*** Opening of EXTRACTED DATA ***

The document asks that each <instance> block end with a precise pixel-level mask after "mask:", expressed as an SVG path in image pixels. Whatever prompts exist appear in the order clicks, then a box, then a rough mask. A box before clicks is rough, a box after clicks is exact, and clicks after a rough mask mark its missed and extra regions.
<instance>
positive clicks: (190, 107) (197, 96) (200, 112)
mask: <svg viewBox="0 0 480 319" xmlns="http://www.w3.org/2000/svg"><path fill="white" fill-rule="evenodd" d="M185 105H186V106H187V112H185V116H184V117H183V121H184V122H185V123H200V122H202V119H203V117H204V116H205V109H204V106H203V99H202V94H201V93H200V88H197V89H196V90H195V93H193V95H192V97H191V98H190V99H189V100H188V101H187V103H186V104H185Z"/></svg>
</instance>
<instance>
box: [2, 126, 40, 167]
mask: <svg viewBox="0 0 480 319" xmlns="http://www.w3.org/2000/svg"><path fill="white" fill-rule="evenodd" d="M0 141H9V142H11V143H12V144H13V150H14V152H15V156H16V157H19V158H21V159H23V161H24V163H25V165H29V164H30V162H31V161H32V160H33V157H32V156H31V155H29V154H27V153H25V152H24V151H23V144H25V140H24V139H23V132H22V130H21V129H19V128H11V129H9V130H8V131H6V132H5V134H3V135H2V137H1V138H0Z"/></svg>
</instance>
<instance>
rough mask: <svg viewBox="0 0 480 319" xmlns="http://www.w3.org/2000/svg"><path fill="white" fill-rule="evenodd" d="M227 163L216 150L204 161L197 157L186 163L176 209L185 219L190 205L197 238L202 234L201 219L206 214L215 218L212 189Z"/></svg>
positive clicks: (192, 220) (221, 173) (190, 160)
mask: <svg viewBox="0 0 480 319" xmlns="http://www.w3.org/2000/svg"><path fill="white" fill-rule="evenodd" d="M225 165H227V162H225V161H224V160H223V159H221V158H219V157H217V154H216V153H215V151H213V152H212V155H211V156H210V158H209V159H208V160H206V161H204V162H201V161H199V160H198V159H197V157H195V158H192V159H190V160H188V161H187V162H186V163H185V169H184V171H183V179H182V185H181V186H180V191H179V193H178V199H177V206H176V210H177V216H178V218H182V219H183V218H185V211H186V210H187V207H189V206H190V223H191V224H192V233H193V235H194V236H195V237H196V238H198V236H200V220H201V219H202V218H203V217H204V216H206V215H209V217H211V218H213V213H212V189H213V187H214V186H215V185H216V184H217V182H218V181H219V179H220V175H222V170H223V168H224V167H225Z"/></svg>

*** Close of EXTRACTED DATA ***

▸ **REQUIRED ACTION**
Produce the entries again, character for character.

▸ **YOUR SOLUTION**
The document asks that each <instance> block end with a precise pixel-level mask after "mask:", expressed as an SVG path in image pixels. Whatever prompts exist appear in the order clicks, then a box, then a rough mask. A box before clicks is rough, a box after clicks is exact, and clicks after a rough mask mark its missed and extra regions.
<instance>
positive clicks: (190, 107) (197, 96) (200, 112)
mask: <svg viewBox="0 0 480 319" xmlns="http://www.w3.org/2000/svg"><path fill="white" fill-rule="evenodd" d="M185 105H186V106H187V112H185V116H184V117H183V121H184V122H185V123H200V122H202V119H203V117H204V116H205V109H204V106H203V99H202V94H201V93H200V88H197V89H196V90H195V93H193V95H192V97H191V98H190V99H189V100H188V101H187V103H186V104H185Z"/></svg>
</instance>
<instance>
box: [2, 126, 40, 167]
mask: <svg viewBox="0 0 480 319" xmlns="http://www.w3.org/2000/svg"><path fill="white" fill-rule="evenodd" d="M0 141H9V142H11V143H12V144H13V150H14V152H15V156H16V157H19V158H21V159H23V161H24V163H25V165H29V164H30V162H31V161H32V160H33V157H32V156H31V155H29V154H27V153H25V152H24V151H23V144H25V140H24V139H23V132H22V130H21V129H19V128H11V129H9V130H8V131H6V132H5V134H3V135H2V137H1V138H0Z"/></svg>
</instance>
<instance>
rough mask: <svg viewBox="0 0 480 319" xmlns="http://www.w3.org/2000/svg"><path fill="white" fill-rule="evenodd" d="M227 163L216 150L204 161L197 157L186 163L176 209L185 219L190 205L197 238L202 234L201 219L206 214L215 218L212 189Z"/></svg>
positive clicks: (192, 220) (221, 173) (190, 160)
mask: <svg viewBox="0 0 480 319" xmlns="http://www.w3.org/2000/svg"><path fill="white" fill-rule="evenodd" d="M225 165H227V162H225V161H224V160H223V159H221V158H219V157H217V154H216V153H215V151H213V152H212V155H211V156H210V158H209V159H208V160H206V161H204V162H201V161H199V160H198V159H197V157H195V158H192V159H190V160H188V161H187V162H186V163H185V169H184V171H183V179H182V185H181V186H180V191H179V193H178V199H177V206H176V210H177V216H178V218H182V219H183V218H185V211H186V210H187V207H189V206H190V223H191V224H192V233H193V235H194V236H195V237H196V238H198V236H200V220H201V219H202V218H203V217H204V216H206V215H209V217H211V218H213V213H212V189H213V187H214V186H215V185H216V184H217V182H218V181H219V179H220V175H222V170H223V168H224V167H225Z"/></svg>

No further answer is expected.